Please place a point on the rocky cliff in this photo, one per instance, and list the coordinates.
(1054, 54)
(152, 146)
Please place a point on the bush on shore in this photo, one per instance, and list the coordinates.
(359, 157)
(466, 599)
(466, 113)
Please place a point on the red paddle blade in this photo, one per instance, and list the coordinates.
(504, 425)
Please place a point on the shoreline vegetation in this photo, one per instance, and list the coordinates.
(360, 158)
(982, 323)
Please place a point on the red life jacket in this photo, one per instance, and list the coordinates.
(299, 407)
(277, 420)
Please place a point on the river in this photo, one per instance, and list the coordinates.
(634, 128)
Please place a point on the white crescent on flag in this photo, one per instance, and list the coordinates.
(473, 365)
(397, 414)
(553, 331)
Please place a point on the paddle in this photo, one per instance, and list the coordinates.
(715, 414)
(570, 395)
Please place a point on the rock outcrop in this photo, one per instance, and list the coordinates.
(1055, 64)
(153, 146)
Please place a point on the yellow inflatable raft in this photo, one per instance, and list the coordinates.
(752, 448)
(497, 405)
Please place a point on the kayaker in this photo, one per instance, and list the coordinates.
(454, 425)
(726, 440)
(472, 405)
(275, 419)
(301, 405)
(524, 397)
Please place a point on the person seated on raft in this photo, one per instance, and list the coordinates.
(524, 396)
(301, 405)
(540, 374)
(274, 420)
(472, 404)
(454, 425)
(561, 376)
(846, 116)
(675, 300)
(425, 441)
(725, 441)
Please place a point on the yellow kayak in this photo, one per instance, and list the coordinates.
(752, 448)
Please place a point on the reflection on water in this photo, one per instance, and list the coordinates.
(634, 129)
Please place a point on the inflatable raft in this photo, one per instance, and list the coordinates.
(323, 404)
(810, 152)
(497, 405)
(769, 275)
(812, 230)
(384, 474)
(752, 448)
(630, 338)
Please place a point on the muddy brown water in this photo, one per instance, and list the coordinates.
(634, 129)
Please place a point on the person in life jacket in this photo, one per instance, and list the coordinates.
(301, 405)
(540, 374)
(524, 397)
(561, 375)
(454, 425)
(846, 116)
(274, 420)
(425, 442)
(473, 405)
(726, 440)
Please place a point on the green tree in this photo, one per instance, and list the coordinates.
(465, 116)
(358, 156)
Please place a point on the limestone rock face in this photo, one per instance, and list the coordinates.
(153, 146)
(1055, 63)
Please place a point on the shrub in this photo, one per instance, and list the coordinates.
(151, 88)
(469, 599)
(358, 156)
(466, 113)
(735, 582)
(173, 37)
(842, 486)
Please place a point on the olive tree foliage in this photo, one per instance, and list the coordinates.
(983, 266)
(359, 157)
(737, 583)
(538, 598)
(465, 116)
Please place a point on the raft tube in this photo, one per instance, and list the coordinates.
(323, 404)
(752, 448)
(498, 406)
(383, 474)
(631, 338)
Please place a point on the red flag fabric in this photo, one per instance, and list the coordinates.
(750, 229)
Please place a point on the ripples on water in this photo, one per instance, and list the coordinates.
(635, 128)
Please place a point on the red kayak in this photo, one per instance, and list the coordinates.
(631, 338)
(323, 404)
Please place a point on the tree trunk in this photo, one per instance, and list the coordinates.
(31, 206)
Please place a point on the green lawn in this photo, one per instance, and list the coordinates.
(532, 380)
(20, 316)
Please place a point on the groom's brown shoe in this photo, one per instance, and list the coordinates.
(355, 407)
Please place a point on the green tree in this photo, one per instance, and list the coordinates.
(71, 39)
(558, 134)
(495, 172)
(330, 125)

* **WHAT THE TASK ASKS**:
Repeat every one of the items above word for word, keeping each line unchanged and in its original order.

* **FULL ANSWER**:
Please place a point on the rocky cliff in this photo, one per instance, and list the coordinates.
(1054, 54)
(152, 146)
Please place a point on the bush on shore in this photo, one per instance, and list the coordinates.
(359, 157)
(466, 599)
(466, 113)
Please place a point on the red paddle blade in this photo, one per instance, and list the coordinates.
(504, 425)
Please place a point on the shoreline vegetation in this photo, one per instance, and list the coordinates.
(360, 158)
(982, 323)
Please place a point on the red life jacket in this photo, one per instance, and list the coordinates.
(299, 407)
(277, 420)
Please place a point on the river in this photo, one per instance, and list the coordinates.
(634, 128)
Please place a point on the white crescent on flag in this photo, one per instance, and list the coordinates.
(473, 365)
(397, 414)
(553, 331)
Please place a point on the paddle in this photo, one per instance, and list the coordinates.
(715, 414)
(570, 395)
Please place a point on the rock outcrop in this photo, one per instance, and list the coordinates.
(1055, 64)
(153, 146)
Please place a point on the yellow inflatable raft in this photo, one per instance, and list the coordinates.
(752, 448)
(497, 405)
Please place a point on the kayaker in this photo, one per instance, and list the coordinates.
(454, 425)
(726, 440)
(472, 405)
(275, 419)
(301, 405)
(524, 397)
Please place a point on the person seated on raft in this photo, one per instance, and list the coordinates.
(524, 396)
(301, 405)
(540, 374)
(274, 420)
(472, 404)
(454, 425)
(561, 376)
(846, 116)
(675, 300)
(425, 441)
(725, 441)
Please place a point on the yellow kayak in this photo, one per instance, and list the coordinates.
(752, 448)
Please place a point on the reflection on water in this photo, one per instance, and list the coordinates.
(634, 129)
Please place a point on the inflatable raft in this photo, one per instance, and list the coordinates.
(323, 404)
(810, 152)
(497, 405)
(769, 275)
(812, 230)
(384, 474)
(752, 448)
(630, 338)
Please place a point on the muddy brown water in this photo, one per instance, and list the coordinates.
(634, 129)
Please place a point on the person in life jacket in this photo, one per instance, and list the coordinates.
(301, 405)
(540, 374)
(524, 397)
(561, 375)
(454, 425)
(846, 116)
(274, 420)
(425, 442)
(473, 405)
(726, 440)
Please place a point on the green tree in this photo, one per instance, and list the coordinates.
(465, 116)
(358, 156)
Please place a point on the limestone rock face in this photo, one per instance, and list the coordinates.
(153, 146)
(1055, 63)
Please place a point on the shrub in this photo, one per instance, and list the coordinates.
(151, 88)
(469, 599)
(358, 156)
(466, 113)
(735, 582)
(173, 37)
(842, 486)
Please place a point on the olive tree foliage in this photo, one per instance, and list the coordinates.
(983, 266)
(359, 157)
(737, 583)
(538, 598)
(465, 116)
Please place a point on the raft tube in this photo, one per instance, and list the coordinates.
(323, 404)
(752, 448)
(498, 406)
(383, 474)
(631, 338)
Please place a point on the red flag fabric in this photo, one per instance, and list the coordinates.
(750, 229)
Please place a point on the ripples on water in this photo, one per instance, and list the coordinates.
(635, 128)
Please place a point on the red kayak in this photo, one per instance, and list the coordinates.
(631, 338)
(323, 404)
Please place a point on the tree trunk in this photo, one per instance, and list the coordinates.
(31, 206)
Please place a point on the green lawn in this photo, one per instance, and list the coordinates.
(532, 380)
(20, 316)
Please place a point on the groom's brown shoe in this photo, one per instance, and list the coordinates.
(355, 407)
Please place a point on the green tree in this photo, one per instance, and list the coordinates.
(71, 39)
(558, 134)
(495, 172)
(330, 125)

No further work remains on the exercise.